▸ **EXERCISE OBJECTIVE**: Whatever lies between the line that holds "shown by (28,106)." and the final line of the records below, both included, should be repeated exactly; leave out the pictures and add nothing.
☆ ☆ ☆ ☆ ☆ ☆ ☆
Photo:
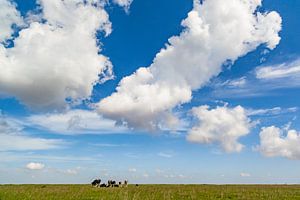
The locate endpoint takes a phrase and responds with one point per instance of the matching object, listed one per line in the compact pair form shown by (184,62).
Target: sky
(150,91)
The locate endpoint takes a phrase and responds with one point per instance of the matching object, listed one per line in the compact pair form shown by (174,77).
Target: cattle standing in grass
(96,182)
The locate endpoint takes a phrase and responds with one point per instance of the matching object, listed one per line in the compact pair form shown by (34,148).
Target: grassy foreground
(144,192)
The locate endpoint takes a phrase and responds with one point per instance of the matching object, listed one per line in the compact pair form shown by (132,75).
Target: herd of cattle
(110,183)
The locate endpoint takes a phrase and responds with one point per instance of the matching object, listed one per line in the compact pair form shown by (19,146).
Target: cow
(96,182)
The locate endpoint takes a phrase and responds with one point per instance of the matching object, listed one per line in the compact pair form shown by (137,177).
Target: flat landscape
(144,192)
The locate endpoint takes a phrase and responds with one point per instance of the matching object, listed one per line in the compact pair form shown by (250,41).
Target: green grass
(144,192)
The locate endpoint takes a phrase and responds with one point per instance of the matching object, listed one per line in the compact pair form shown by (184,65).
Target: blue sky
(149,91)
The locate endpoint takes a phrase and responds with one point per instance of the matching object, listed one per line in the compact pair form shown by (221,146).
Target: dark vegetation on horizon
(149,192)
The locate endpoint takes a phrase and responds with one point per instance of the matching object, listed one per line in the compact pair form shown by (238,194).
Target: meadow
(147,192)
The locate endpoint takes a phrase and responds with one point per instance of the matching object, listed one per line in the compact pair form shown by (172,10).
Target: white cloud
(146,175)
(274,142)
(165,155)
(35,166)
(214,32)
(133,170)
(235,82)
(59,59)
(12,138)
(285,70)
(243,174)
(72,171)
(271,111)
(8,17)
(75,122)
(221,125)
(124,3)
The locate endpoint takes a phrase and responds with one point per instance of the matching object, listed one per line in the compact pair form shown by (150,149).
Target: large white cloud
(279,142)
(124,3)
(8,17)
(222,125)
(13,138)
(56,58)
(214,32)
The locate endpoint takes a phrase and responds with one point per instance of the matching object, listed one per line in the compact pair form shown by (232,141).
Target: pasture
(145,192)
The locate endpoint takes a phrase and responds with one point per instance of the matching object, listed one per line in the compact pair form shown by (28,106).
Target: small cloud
(71,171)
(243,174)
(35,166)
(165,155)
(146,175)
(181,176)
(132,170)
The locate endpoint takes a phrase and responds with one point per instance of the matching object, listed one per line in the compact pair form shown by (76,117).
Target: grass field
(144,192)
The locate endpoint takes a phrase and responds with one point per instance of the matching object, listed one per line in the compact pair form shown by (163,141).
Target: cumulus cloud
(9,16)
(13,138)
(279,142)
(75,122)
(124,3)
(55,60)
(271,111)
(214,33)
(35,166)
(221,125)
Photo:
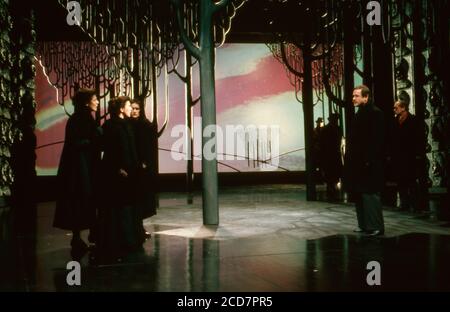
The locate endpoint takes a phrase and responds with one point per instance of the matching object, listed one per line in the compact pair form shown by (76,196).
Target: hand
☆ ☆ ☆ ☆ ☆ ☆ ☆
▸ **WORKED SOLUTION**:
The locate endpoint takes a phrase and responds with one point per instance of the matching object, listed one per line in the compact pair form shown by (28,106).
Target: small cloud
(71,171)
(243,174)
(35,166)
(165,155)
(146,175)
(181,176)
(132,170)
The locate endpoint takes a phrase and responds with one point per instance of the matching object, listed one per line in the compact pair form shown by (76,117).
Target: grass field
(144,192)
The locate endpoint takes a phrase and responds with one point per instance of the matching object, listed one per line in the compact pair form shown by (163,141).
Target: cumulus cloud
(9,16)
(13,138)
(279,142)
(75,122)
(124,3)
(55,60)
(271,111)
(214,33)
(35,166)
(221,125)
Photo:
The locate endpoint takes a phrase and responds with one point per instance of the matching object, listed one per line in the compact pair form shown by (76,196).
Target: hand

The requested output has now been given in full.